§ **Problem to solve**
Render every line of the listing below as a Markdown table with the columns "Row" and "Line," numbering the rows and skipping blank lines. Leave the pictures out of the table.
#### Material provided ####
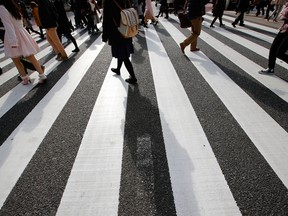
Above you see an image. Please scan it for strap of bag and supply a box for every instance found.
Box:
[113,0,131,10]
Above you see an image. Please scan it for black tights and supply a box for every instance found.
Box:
[117,58,136,78]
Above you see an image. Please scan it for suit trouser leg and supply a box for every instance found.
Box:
[268,33,288,69]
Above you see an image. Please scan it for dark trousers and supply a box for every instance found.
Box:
[233,11,245,25]
[268,32,288,69]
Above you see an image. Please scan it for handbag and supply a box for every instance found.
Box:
[20,57,36,71]
[113,0,139,38]
[178,11,191,28]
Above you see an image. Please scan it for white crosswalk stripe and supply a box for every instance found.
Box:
[0,9,288,216]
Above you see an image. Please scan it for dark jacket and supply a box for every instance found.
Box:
[38,0,58,29]
[236,0,250,12]
[102,0,132,46]
[188,0,209,20]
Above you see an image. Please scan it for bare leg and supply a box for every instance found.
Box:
####
§ **The output**
| Row | Line |
|---|---|
| 1 | Above you see an image. Please scan it for strap of bag and supply a box for every instance found. |
| 2 | Box: |
| 3 | [113,0,131,10] |
| 4 | Above you see an image. Please scan it for black tights and supply a box for every instance found. |
| 5 | Box: |
| 6 | [117,58,136,78] |
| 7 | Above you see an image. Please scan it for suit trouser leg and supply a box for every instance found. |
| 8 | Box: |
| 9 | [268,33,288,69] |
| 10 | Above you see an image. Please scan it for dark trousers and supply a box for every instance found. |
| 11 | Box: |
| 12 | [233,11,245,25] |
| 13 | [268,32,288,69] |
| 14 | Above you see an image. Please scan it for handbag and supply a box for every instance found. |
| 15 | Box: |
| 16 | [20,57,36,71] |
| 17 | [113,0,139,38] |
| 18 | [178,11,191,28] |
| 19 | Above you see an image. Please scan it for white crosswalk stripe and supply a box for every instance found. |
| 20 | Box: |
| 21 | [0,9,288,216] |
| 22 | Above you see an image. Please scan it for dark jacket and supply a box for every instance found. |
| 23 | Box: |
| 24 | [38,0,58,29] |
| 25 | [236,0,250,12] |
| 26 | [102,0,132,46] |
| 27 | [188,0,209,20] |
| 28 | Above you see an image. Please scan it for bare leg and supply a box for every instance found. |
| 29 | Box: |